(Your task)
Write out every line of the records below word for word, keeping each line as it appears.

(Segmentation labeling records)
(begin)
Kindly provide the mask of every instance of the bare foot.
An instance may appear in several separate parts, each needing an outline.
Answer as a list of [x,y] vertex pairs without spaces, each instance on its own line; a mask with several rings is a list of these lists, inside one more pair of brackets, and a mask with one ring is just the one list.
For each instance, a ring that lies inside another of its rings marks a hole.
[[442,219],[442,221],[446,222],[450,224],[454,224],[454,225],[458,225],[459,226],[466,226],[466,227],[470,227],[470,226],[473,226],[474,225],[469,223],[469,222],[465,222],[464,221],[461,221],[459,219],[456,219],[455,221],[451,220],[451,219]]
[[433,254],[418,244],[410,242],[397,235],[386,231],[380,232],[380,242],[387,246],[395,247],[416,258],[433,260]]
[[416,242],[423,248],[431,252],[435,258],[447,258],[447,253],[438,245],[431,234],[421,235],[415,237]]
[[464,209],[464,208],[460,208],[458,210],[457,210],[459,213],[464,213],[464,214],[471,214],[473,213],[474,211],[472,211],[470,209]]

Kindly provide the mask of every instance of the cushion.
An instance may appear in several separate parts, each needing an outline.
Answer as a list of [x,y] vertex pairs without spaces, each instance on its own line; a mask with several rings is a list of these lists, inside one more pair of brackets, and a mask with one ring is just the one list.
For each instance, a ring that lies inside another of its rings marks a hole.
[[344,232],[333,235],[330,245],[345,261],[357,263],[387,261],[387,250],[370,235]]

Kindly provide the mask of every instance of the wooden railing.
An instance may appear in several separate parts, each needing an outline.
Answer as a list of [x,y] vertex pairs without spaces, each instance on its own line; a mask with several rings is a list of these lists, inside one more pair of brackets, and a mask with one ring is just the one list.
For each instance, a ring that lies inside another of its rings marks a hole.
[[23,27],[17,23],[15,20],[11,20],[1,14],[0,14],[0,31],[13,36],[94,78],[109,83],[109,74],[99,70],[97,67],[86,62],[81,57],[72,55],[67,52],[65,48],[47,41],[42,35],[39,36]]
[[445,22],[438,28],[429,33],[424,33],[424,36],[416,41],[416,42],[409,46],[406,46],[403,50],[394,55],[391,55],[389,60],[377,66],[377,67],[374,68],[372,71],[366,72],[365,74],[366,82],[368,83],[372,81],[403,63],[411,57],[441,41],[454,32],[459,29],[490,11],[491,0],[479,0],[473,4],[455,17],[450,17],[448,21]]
(end)
(Correct result)
Kindly provide the mask of every instance of the bare foot.
An instance may appear in several separate parts, each needing an outline.
Answer as a list of [x,y] vertex pairs without spaces, each instance on its own line; a mask with several rings is a list of these lists, inside one more pair of brackets, and a mask with one ring is just the one list.
For each instance, a ring that lies inside another of its rings marks a hole.
[[442,219],[442,221],[446,222],[450,224],[454,224],[454,225],[458,225],[459,226],[466,226],[466,227],[470,227],[470,226],[473,226],[474,225],[469,223],[469,222],[465,222],[464,221],[461,221],[459,219],[456,219],[455,221],[451,220],[451,219]]
[[433,254],[418,244],[410,242],[397,235],[386,231],[380,232],[380,242],[387,246],[395,247],[416,258],[433,260]]
[[416,242],[423,248],[431,252],[435,258],[447,258],[447,253],[438,245],[431,234],[421,235],[415,237]]
[[464,209],[464,208],[460,208],[458,210],[457,210],[459,213],[464,213],[464,214],[471,214],[473,213],[474,211],[472,211],[470,209]]

Kindly provide the mask of every instance of the cushion.
An instance may appear in several separate parts, each needing an outline.
Answer as a list of [x,y] vertex pairs without spaces, each instance on its own line; a mask with several rings is a list of these lists, inside one more pair of brackets, and a mask with one ring is just the one list.
For each instance, a ring that lies inside another of its rings marks a hole.
[[344,232],[333,235],[330,245],[345,261],[357,263],[387,261],[387,250],[370,235]]

Kindly provide the mask of every instance of the wooden railing.
An instance may appear in several separate parts, each needing an outline.
Answer as a list of [x,y] vertex pairs without spaces, each instance on its own line; a mask with several rings is a list of these lists, inside one more pair of brackets, and a mask with one ring is just the one list.
For each instance, a ring that lies inside another of its rings marks a hole.
[[23,27],[17,23],[15,20],[11,20],[1,14],[0,14],[0,31],[13,36],[94,78],[109,83],[109,74],[99,70],[97,67],[86,62],[81,57],[72,55],[67,52],[65,48],[47,41],[42,35],[39,36]]
[[445,22],[438,28],[429,33],[424,33],[424,36],[416,41],[416,42],[409,46],[406,46],[403,50],[394,55],[391,55],[389,60],[377,66],[377,67],[374,68],[372,71],[366,72],[365,74],[366,82],[368,83],[372,81],[403,63],[411,57],[441,41],[454,32],[459,29],[490,11],[491,0],[479,0],[473,4],[455,17],[450,17],[448,21]]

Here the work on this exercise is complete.